**The problem**
Your answer must consist of the lines running from the one that holds "Target: silver car" to the end of the data, copied exactly.

**Data to process**
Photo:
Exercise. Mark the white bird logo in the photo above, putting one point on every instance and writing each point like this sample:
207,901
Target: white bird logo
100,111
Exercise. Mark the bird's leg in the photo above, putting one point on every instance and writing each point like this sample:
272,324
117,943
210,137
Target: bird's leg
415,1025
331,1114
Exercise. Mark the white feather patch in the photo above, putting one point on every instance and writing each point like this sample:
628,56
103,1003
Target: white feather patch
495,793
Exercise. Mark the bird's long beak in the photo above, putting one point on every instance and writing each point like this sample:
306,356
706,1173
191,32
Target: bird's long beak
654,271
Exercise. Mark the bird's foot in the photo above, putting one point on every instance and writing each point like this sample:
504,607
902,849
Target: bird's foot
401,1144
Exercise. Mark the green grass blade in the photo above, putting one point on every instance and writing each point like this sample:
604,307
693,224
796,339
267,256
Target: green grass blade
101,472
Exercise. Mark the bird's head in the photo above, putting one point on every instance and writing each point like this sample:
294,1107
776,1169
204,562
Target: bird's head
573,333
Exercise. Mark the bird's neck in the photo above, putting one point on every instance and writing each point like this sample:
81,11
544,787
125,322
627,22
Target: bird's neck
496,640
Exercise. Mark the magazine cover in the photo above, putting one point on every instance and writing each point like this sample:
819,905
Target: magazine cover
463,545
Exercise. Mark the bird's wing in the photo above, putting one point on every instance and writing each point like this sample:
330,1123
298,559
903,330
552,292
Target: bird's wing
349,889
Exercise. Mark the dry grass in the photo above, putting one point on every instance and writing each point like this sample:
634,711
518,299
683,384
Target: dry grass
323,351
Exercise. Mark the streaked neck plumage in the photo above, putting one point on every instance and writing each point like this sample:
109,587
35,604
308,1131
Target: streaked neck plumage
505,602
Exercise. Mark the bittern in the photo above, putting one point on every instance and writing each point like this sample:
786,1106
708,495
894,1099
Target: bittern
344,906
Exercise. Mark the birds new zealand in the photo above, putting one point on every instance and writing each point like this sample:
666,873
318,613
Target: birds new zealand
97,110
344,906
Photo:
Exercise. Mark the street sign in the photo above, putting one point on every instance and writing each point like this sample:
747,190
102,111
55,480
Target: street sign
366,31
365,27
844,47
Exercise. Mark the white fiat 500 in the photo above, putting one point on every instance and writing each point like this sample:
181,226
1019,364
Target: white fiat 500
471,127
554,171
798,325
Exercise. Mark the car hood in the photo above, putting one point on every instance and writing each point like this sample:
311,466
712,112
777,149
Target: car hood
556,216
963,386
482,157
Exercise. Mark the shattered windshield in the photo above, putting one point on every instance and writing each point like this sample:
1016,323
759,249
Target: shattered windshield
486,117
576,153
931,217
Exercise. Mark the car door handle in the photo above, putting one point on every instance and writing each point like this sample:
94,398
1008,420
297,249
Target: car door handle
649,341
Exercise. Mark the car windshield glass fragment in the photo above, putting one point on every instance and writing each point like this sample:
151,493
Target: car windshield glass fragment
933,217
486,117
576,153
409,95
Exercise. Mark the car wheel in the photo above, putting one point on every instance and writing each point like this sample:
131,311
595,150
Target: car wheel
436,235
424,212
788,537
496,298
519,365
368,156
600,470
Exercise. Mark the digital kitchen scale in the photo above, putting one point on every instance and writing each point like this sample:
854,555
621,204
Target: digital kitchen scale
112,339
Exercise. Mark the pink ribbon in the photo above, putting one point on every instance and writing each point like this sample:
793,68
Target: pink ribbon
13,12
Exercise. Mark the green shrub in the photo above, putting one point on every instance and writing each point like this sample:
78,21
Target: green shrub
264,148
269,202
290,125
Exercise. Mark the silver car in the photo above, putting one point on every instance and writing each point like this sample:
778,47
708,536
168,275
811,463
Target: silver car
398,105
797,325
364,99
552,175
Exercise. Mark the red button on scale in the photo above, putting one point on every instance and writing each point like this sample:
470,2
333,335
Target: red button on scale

**Task solution**
Target: silver car
398,105
797,325
364,99
552,175
Exercise. Mark the red button on scale in the photo above, putting one point on every instance and writing each point like this sample:
470,2
333,335
Target: red button on scale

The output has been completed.